# PAGE EXCERPT:
▼
I exerted all my powers to eradicate the weeds that had been fostered in his infant mind, and sow again the good seed they had rendered unproductive. … I have succeeded in giving him an absolute disgust for all intoxicating liquors … [h]e was inordinately fond of them for so young a creature, and … I dreaded the consequences of such a taste … into every glass I surreptitiously introduced a small quantity of tartar-emetic—just enough to produce inevitable nausea and depression without positive sickness. Finding such disagreeable consequences invariably to result from this indulgence, he soon grew weary of it, but the more he shrank from the daily treat the more I pressed it upon him, till his reluctance was strengthened to absolute abhorrence.

(375-76)

This passage goes on at considerable length to describe in detail the bizarre course of training Helen undertakes to “secure him from this one vice” (376).

The tentative and peculiar solution the novel forges is to remove little Arthur from his father's custody, and to both give and refuse the mother's custodial care. In the end this novel, which is more directly concerned with the legislative acts of child custody than any other written in the first half of the century, circumvents politics to offer custody to a step-father. Mistrusting motherhood as much as family, Wildfell Hall suggests that a child might need a mediating presence to protect him from his mother. That need is reflected in the novel's closure which is truly achieved not by way of marriage, although there is one of those, but rather when masculinity is redefined as a resistance to desires that threaten self; when step-fatherhood becomes the approved mode, and one concerning literacy; and when custody not only of the child, but of narrative itself, is given over to that step-father.

It is, in the end, Gilbert Markham who gets custody not only of little Arthur, but of the story of both Arthurs, of Helen, indeed of all the narrative. First, however, he must prove himself able to resist the temptations that confront him. Gilbert reforms during the period of his separation from Helen, especially when he manages to renounce his desire to hear about Helen after she returns to nurse her husband. Rather than beg her brother Lawrence for news of her, he “departed with a cordial pressure of the hand. I posted the letter on my way home, most manfully resisting the temptation of dropping in a word from myself at the same time” (416). Such “reform” makes “manliness” a matter of resistance. In the end it qualifies him as the one who ought to get the girl. More importantly, he gets the boy—custody of little Arthur.28

While the couple at the end of Wuthering Heights are children, it is the child at the end of Tenant of Wildfell Hall that makes coupling possible, and that child remains central to the narrative. Little Arthur is present as an enabling force in the growing romance between Helen and Gilbert from the first, as when Helen allows Gilbert to penetrate her isolation “in spite of her prejudice” because, according to Markham, “between myself and my dog, her son derived a great deal of pleasure from the acquaintance [and] she ceased to object, and even welcomed my coming with a smile” (72-73). The child's role is made explicit when Gilbert says, “Dear Arthur! what did I not owe to you for this and every other happy meeting? … In love affairs, there is no mediator like a merry, simple-hearted child” (109).
▲
# SHORT EXERCISE:
According to the excerpt on Tenant of Wildfell Hall, who ultimately gets custody of little Arthur?

# ENTRIES PROVIDED:
▼
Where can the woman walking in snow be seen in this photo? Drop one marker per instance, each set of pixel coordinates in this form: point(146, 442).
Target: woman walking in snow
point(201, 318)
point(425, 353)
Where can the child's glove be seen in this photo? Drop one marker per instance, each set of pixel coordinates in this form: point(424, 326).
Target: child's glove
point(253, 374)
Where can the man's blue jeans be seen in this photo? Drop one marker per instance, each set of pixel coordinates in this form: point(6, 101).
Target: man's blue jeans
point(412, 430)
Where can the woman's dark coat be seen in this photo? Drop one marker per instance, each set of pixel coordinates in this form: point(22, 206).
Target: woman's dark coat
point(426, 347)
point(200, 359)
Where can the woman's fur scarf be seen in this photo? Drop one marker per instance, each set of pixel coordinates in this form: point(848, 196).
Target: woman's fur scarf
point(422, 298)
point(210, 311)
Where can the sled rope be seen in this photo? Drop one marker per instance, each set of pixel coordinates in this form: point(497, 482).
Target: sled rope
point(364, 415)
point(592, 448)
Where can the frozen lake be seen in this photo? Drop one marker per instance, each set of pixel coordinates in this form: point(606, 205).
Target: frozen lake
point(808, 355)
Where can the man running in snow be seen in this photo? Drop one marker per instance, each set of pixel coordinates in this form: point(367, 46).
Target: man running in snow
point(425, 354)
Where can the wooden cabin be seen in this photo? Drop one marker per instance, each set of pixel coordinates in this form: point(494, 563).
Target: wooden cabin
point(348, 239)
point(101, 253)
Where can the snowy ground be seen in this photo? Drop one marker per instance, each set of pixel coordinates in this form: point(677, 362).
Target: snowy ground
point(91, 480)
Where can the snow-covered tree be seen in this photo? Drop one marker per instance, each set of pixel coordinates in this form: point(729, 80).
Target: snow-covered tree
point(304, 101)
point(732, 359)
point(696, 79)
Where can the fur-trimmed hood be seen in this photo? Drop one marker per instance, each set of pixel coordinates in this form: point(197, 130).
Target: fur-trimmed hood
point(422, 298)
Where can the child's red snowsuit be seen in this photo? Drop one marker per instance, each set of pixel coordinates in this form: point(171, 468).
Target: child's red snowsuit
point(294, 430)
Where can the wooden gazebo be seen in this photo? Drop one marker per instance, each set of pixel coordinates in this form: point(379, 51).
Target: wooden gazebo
▲
# SOLVED PROBLEM:
Gilbert Markham